▸ **Task objective**: Gather every line in the listing below that contains the string "long", and copy each of those lines in full.

(Part of a data file)
— begin —

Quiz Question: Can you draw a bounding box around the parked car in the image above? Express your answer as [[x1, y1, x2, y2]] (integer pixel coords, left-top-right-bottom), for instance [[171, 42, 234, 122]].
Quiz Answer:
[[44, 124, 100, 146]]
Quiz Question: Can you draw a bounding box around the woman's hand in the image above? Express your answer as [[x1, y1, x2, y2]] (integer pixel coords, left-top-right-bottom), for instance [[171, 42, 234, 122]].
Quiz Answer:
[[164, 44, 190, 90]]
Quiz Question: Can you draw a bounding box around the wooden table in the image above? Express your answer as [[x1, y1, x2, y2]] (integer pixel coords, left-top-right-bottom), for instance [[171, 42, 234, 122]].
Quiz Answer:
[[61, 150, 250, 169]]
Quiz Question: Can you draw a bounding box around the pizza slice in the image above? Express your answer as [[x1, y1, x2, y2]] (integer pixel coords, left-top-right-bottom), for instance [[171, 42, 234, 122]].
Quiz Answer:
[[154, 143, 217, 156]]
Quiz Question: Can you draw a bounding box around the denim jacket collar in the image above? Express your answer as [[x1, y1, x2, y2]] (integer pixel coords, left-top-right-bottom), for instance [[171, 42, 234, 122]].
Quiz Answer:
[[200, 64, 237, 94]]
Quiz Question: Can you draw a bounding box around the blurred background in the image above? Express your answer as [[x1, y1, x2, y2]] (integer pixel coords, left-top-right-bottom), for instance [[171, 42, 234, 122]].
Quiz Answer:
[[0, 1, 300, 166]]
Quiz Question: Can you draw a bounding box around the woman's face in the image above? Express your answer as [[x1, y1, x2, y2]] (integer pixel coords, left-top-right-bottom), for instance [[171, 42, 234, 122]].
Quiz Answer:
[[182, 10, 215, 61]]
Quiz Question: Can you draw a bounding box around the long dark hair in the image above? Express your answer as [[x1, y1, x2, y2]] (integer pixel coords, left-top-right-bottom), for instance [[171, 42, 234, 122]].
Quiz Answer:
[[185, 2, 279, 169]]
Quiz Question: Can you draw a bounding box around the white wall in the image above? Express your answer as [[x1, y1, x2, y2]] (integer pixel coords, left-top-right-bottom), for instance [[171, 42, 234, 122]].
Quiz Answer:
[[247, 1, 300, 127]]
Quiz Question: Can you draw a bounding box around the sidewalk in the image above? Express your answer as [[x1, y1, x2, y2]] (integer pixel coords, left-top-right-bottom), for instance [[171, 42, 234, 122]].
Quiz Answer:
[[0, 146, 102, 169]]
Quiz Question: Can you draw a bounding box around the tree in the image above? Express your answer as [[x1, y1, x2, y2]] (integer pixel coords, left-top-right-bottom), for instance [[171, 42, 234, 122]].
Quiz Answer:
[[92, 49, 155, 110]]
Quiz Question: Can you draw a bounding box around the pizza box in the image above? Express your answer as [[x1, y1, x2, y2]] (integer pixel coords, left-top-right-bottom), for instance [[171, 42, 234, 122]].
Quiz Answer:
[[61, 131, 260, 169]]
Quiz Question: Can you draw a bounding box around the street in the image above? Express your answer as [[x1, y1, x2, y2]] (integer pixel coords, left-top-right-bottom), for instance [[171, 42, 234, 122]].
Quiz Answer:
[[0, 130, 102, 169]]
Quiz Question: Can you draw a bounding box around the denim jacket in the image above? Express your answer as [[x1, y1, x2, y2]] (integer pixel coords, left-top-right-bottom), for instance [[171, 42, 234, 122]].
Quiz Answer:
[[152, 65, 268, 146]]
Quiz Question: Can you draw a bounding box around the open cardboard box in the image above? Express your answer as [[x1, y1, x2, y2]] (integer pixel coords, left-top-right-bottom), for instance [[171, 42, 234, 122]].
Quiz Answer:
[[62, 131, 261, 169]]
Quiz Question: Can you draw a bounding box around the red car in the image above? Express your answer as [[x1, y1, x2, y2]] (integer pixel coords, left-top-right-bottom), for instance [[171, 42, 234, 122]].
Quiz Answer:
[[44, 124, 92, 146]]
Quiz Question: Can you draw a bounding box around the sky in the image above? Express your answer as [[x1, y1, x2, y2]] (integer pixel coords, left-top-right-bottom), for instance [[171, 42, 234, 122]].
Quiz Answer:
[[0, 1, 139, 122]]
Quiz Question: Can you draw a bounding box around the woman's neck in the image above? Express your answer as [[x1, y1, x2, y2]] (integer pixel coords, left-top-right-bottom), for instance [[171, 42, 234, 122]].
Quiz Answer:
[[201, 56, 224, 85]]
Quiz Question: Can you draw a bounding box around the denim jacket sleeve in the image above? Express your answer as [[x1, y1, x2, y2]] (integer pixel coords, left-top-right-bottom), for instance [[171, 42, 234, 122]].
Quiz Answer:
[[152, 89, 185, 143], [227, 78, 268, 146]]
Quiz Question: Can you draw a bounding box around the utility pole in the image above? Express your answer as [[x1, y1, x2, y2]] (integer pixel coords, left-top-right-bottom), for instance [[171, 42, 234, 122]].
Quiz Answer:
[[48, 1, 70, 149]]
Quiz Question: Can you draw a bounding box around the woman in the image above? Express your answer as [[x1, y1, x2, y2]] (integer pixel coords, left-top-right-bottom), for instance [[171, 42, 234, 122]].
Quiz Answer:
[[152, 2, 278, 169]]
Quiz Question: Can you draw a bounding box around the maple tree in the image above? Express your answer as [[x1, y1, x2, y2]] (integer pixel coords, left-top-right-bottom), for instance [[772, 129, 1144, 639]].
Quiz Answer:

— end —

▸ **Expected output**:
Quiz Question: Can you draw a bounding box around the long dark hair in the image above? Express your answer as [[x1, y1, x2, y2]] (integer pixel coords, left-top-right-bottom), for instance [[171, 42, 234, 122]].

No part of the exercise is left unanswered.